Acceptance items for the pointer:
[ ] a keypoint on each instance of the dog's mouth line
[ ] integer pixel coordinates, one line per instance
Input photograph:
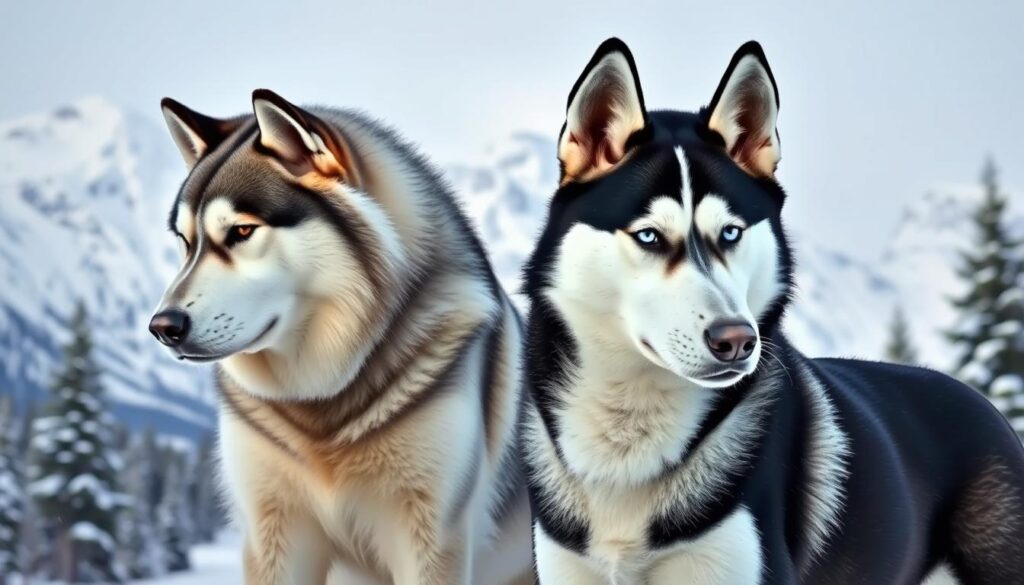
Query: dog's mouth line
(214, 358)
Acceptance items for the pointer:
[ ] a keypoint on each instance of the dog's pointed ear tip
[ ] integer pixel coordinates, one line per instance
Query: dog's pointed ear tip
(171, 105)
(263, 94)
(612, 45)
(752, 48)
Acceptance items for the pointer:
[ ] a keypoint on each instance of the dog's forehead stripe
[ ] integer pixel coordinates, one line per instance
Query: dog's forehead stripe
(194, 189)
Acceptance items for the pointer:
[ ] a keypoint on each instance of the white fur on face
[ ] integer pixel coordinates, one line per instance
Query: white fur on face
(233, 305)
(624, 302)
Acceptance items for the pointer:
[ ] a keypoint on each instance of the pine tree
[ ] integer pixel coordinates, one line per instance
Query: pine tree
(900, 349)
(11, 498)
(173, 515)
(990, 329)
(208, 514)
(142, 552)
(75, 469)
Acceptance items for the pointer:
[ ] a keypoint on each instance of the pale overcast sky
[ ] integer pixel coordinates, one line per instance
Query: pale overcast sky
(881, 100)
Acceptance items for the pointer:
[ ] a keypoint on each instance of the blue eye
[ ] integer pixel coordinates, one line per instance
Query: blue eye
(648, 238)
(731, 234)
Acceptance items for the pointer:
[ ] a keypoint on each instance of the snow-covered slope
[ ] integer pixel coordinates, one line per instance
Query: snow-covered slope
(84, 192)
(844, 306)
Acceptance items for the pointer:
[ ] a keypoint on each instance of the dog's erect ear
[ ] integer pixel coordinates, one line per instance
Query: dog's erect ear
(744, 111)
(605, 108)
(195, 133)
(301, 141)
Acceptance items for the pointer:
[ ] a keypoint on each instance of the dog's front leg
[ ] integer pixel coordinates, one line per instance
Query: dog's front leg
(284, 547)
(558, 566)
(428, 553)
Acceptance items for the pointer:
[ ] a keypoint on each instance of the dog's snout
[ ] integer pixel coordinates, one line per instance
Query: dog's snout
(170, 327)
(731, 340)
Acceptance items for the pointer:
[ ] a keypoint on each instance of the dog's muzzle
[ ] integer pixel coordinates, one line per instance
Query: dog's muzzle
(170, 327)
———
Requirement: Pull out each line of the listing that holds the string "keypoint".

Solution to this task:
[ ] a keypoint on each instance of the dog's mouth line
[ ] a keypoint on each instance of the dog's pointed ear tip
[ ] a keypoint on each instance of the dog's forehead stripe
[ ] a keypoint on each instance of the white fur on face
[ ] a keypoint on each instance of the pine tree
[ ] a keypoint on each instance of the pale overcast sky
[ ] a keypoint on each instance of the blue eye
[ ] a keypoint on each instance of the snow-covered slope
[ ] a keypoint on each instance of the dog's erect ear
[ ] a keypoint on each instance of the dog's front leg
[ ] a keypoint on each instance of the dog's snout
[ ] a keypoint on each instance of the dog's muzzle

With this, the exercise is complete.